Your objective: Every record must be given again word for word; no picture belongs in the copy.

Excerpted data:
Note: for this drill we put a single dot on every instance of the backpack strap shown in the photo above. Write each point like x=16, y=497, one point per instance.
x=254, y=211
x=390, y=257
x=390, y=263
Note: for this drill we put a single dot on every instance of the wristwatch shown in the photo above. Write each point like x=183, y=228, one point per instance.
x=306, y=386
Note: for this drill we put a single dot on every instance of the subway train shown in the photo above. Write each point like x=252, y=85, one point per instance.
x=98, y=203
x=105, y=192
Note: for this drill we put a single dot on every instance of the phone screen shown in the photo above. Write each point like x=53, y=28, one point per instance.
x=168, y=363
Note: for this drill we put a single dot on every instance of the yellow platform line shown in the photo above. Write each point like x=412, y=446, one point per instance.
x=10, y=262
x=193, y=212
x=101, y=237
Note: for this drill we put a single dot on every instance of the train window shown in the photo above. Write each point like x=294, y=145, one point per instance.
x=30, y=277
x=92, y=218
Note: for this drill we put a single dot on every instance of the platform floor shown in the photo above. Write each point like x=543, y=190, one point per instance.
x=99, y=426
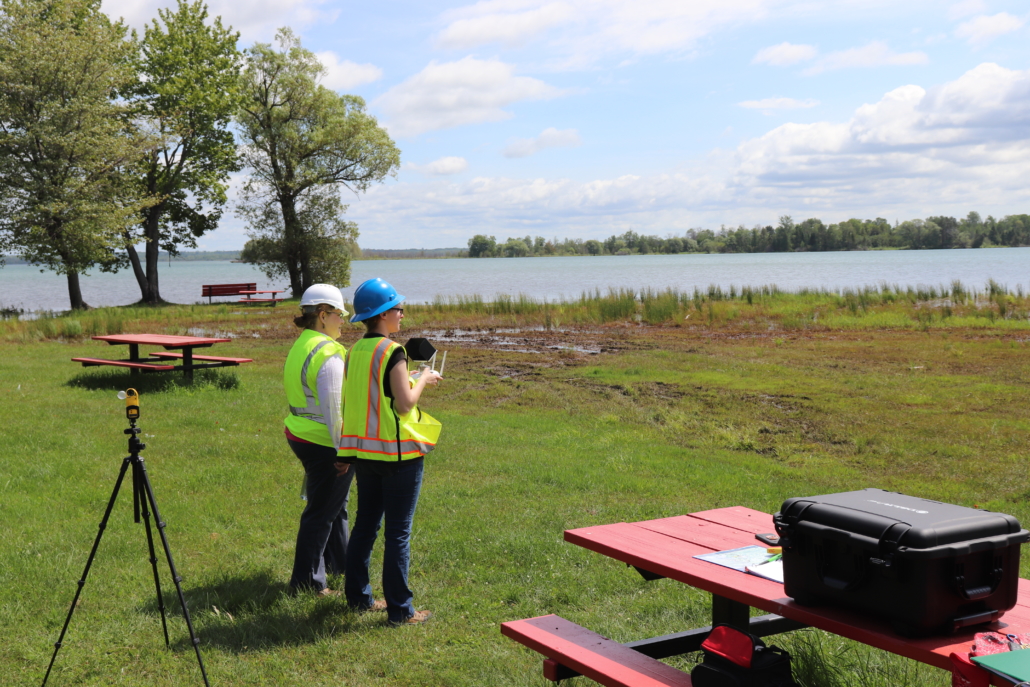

Output for this task:
Note: for this drill we put a single dot on every instance of the backpack strap shown in the photo above. Write each point like x=16, y=497, one point per instance.
x=254, y=211
x=390, y=257
x=390, y=263
Note: for this drill we put a single dot on every instance of the wristwatch shown in the photo above. Write each point like x=183, y=228, one point per instance.
x=306, y=386
Note: for this drill we put a single dot on every instance of the subway train shown in the photo above. Write each point like x=252, y=85, one point per instance.
x=98, y=203
x=105, y=192
Note: for this drill we put a single dot on every instance of the phone screen shown in the photo above. Write each point like x=53, y=28, one point per instance.
x=168, y=363
Note: for this drill we put a single dot on every instance of the yellow platform line shown in the photo above. Write each point like x=412, y=446, one point per instance.
x=10, y=262
x=193, y=212
x=101, y=237
Note: for this drill we put a single dot on every instance of the train window shown in the photo above. Write each point like x=294, y=145, one point per instance.
x=30, y=277
x=92, y=218
Note: for this drill we put a single dot on every instance of the platform floor shown in the photo above. Write each point like x=543, y=190, one point per instance.
x=99, y=426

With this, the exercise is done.